**Qué harás:**
Contesta estas preguntas sobre el fragmento seleccionado:
1. ¿Desde hace cuánto tiempo no está la madre de quien narra?
2. ¿En qué lugar descansa la madre?
3. ¿Qué encendió quien narra después de sacudir el polvo del abrigo de su madre?

Por: Emilio Arce Castro
Hace unos poquitos días, durante la convalecencia de una de
esas resacas doble yema a las que ya casi me había desacostumbrado, amanecí con
la conciencia toda cochambrosa y decidí exorcizarla. Para esto, según yo, nunca
he necesitado bules para nadar, pero cuando mi Amá se fue al cielo creo que se
llevó mis bules o más bien era ella quien me protegía y me sacaba a flote y
desde que no está, desde hace un año exactamente, como que a veces me hundo por
ratos y siento aún más su ausencia.
En fin. A lo que voy es que andando en ese
estado, crudo y acongojado, yo, nada pendejo me dije: pos si mi Má no está,
pues voy a visitarla a Los Sanjuanes, donde descansa, y para allá agarré
aviada. Llegué tempranito, sacudí el polvo de su abrigo, encendí un vaso de
luz, hablé a solas con ella por un rato, volví a sentir su tibieza y empecé a
aligerarme lentamente al notar cómo sus manitas manchadas de pecas enjuagaban
los cochambres de mi conciencia, que finalmente era a lo que iba con ella.

**Material proporcionado:**
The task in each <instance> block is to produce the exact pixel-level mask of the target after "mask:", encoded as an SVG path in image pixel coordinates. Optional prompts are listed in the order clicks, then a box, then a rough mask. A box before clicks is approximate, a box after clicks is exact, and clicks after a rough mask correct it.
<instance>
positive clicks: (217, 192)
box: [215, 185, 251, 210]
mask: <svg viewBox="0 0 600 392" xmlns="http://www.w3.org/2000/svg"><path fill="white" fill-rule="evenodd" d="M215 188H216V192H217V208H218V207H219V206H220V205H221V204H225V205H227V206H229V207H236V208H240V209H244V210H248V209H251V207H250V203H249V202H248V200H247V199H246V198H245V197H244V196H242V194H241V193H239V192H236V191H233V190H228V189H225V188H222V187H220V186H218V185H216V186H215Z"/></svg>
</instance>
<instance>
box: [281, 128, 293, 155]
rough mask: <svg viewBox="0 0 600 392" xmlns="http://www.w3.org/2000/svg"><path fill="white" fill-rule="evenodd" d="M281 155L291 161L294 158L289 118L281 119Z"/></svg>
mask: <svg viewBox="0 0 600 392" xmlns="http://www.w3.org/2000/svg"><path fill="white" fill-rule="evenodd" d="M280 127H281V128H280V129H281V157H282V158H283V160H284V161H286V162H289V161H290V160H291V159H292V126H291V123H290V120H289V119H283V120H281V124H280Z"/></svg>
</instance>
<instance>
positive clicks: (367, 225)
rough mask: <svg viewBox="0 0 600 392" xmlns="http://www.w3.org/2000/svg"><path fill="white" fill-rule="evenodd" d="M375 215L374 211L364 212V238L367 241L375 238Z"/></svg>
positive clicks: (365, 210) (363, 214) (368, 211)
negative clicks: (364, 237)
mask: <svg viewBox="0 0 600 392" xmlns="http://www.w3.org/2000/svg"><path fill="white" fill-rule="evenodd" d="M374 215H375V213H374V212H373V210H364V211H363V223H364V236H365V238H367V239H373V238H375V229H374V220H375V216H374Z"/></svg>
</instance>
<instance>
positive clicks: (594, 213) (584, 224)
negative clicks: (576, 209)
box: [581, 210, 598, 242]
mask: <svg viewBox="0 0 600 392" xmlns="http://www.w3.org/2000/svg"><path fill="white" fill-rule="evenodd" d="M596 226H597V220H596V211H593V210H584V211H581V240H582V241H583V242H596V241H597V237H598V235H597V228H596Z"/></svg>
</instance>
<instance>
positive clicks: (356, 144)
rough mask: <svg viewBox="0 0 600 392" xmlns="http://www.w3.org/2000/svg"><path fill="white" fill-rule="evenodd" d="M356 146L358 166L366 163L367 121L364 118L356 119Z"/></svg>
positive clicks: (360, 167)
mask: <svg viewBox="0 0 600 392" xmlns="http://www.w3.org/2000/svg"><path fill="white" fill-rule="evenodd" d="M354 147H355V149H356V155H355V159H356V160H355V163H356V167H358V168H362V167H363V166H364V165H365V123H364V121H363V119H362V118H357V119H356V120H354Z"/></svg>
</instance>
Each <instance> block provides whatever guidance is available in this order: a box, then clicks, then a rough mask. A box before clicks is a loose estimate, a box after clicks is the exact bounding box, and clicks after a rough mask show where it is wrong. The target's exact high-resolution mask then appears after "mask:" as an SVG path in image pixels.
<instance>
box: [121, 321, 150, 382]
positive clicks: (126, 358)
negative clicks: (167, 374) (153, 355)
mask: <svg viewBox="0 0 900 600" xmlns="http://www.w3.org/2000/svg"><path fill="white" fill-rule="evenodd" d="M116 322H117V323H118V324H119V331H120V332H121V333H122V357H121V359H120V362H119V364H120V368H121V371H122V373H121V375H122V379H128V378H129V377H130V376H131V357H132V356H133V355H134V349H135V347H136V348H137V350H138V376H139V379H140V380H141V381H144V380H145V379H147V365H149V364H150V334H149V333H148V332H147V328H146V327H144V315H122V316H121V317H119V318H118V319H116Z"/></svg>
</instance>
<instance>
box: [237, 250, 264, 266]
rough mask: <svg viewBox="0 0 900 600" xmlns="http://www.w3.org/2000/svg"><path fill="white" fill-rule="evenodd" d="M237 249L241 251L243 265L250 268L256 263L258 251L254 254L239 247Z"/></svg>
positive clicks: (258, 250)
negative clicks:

**Resultado:**
1. Desde hace un año exactamente.
2. En Los Sanjuanes.
3. Un vaso de luz.